• Stated task: Count the lines in the data below that contain the word "dress". Give only the number.

• Records for the task:
□ □ □ □ □

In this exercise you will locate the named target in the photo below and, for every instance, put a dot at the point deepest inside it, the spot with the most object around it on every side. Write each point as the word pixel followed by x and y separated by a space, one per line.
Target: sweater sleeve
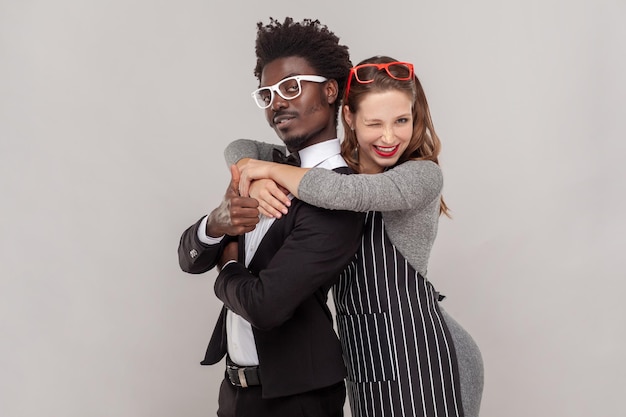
pixel 248 148
pixel 410 185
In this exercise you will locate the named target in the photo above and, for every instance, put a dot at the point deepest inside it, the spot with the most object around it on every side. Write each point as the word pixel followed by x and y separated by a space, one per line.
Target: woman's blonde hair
pixel 424 143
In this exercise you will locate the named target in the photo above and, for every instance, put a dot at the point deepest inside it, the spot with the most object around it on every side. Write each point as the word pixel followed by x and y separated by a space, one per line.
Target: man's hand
pixel 235 215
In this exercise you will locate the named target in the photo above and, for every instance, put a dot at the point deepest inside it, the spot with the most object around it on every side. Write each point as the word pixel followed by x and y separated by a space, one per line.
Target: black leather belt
pixel 242 376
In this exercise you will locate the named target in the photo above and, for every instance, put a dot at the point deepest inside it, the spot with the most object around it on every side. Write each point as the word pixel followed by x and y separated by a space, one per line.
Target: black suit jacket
pixel 283 295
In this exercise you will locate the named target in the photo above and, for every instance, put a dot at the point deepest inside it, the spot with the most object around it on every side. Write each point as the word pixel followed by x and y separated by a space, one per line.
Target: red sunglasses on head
pixel 364 73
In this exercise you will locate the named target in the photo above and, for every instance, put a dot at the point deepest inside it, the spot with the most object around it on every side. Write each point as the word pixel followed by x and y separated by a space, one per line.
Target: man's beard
pixel 295 143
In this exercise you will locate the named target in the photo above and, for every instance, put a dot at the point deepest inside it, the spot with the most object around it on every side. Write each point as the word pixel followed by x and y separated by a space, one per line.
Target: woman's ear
pixel 331 91
pixel 348 116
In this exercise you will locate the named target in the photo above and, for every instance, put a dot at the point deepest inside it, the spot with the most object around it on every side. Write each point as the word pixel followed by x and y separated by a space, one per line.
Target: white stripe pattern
pixel 399 355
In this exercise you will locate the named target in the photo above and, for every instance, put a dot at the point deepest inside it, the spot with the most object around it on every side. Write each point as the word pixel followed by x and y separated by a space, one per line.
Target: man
pixel 283 355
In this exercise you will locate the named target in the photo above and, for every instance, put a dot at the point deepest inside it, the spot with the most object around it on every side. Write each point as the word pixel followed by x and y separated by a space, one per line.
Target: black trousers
pixel 247 402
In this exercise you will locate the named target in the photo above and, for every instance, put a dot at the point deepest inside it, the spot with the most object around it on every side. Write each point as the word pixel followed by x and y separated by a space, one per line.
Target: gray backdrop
pixel 113 118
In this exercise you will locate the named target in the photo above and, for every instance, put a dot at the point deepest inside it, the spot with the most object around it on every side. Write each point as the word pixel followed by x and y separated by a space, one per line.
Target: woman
pixel 404 354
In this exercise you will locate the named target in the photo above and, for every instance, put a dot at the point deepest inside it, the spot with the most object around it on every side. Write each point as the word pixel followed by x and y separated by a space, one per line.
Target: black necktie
pixel 292 159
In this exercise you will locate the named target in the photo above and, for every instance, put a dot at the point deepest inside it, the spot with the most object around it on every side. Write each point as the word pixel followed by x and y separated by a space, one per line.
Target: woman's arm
pixel 248 148
pixel 410 185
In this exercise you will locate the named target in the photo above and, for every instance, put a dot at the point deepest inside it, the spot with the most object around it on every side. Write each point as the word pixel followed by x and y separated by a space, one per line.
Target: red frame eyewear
pixel 355 74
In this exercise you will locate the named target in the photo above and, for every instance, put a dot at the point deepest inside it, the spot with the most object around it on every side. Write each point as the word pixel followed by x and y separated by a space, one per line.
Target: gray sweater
pixel 408 195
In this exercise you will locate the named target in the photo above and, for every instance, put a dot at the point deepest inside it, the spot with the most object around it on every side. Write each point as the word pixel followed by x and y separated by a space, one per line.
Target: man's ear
pixel 332 90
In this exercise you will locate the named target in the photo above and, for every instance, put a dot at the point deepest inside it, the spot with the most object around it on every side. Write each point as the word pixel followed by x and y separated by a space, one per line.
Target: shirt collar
pixel 316 154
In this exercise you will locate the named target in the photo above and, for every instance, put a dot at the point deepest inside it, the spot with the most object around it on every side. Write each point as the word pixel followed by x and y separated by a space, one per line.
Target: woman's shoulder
pixel 419 169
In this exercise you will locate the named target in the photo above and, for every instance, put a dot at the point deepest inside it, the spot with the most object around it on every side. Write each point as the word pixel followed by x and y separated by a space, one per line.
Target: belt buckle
pixel 241 375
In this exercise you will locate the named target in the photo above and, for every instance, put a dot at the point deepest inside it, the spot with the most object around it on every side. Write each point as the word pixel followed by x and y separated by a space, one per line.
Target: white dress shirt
pixel 241 346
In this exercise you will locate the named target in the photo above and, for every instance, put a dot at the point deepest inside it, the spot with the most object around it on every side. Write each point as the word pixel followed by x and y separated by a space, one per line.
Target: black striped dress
pixel 400 356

□ □ □ □ □

• Task result: 2